• **WHAT TO DO**
a. In the passage about asylum seekers in Cyprus, how long were people kept at the Pournara camp during the first year of the pandemic?
b. Summarize the passage about asylum seekers in Cyprus in two sentences.

Boat arrivals to Cyprus are nothing new and the UK presence on the island has also complicated matters. Six refugee families who washed up on a sovereign British military base in Cyprus spent more than two decades there before they were granted leave to move to the UK in 2018.

When new arrivals claim asylum in southern Cyprus, they are initially placed inside a “first-instance” camp called Pournara, which was originally supposed to hold them for three days while they underwent medical checks. As lockdowns were implemented during the first year of the pandemic, people were kept there as long as nine months, Drousiotou said. “Detention hasn’t proved to be a deterrent to arrivals . . . During the stay of people in the country, the treatment should be humane.”

Asylum seekers in Cyprus can legally work after one month, though they lose the benefit of €261 a month if they do. Drousiotou said the Cyprus Refugee Council was now making attempts to match employers with asylum seekers and refugees, helping them get jobs. “You have employers complaining about not having enough workers and then people in the country complaining that they can’t get work.”

• **DATA LISTING**
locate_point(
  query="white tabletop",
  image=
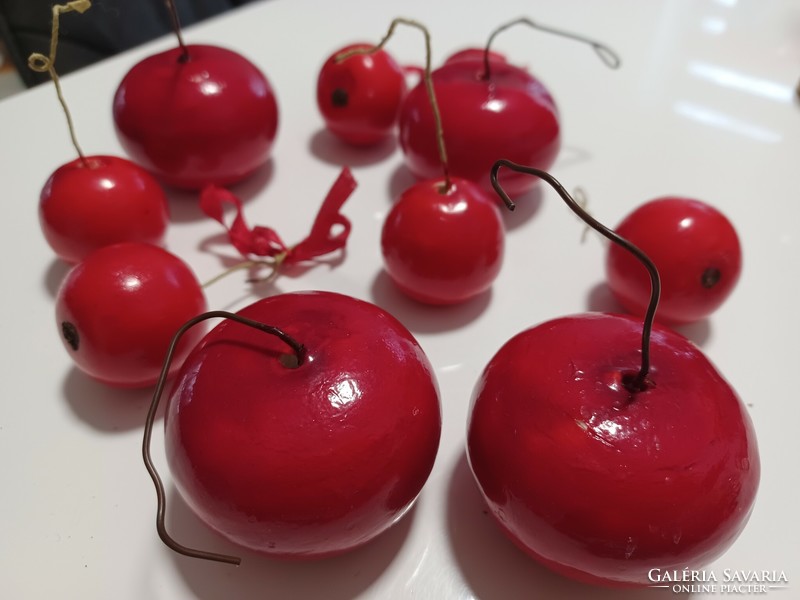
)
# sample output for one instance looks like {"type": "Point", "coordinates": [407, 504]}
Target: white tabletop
{"type": "Point", "coordinates": [703, 106]}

• **SOLUTIONS TO EACH TASK**
a. As long as nine months.

b. New asylum seekers in southern Cyprus are first placed in the Pournara camp, which was meant to hold them for three days of medical checks but held some for as long as nine months during pandemic lockdowns. Although asylum seekers can legally work after one month, they then lose a €261 monthly benefit, and the Cyprus Refugee Council is trying to match them and refugees with employers who say they lack workers.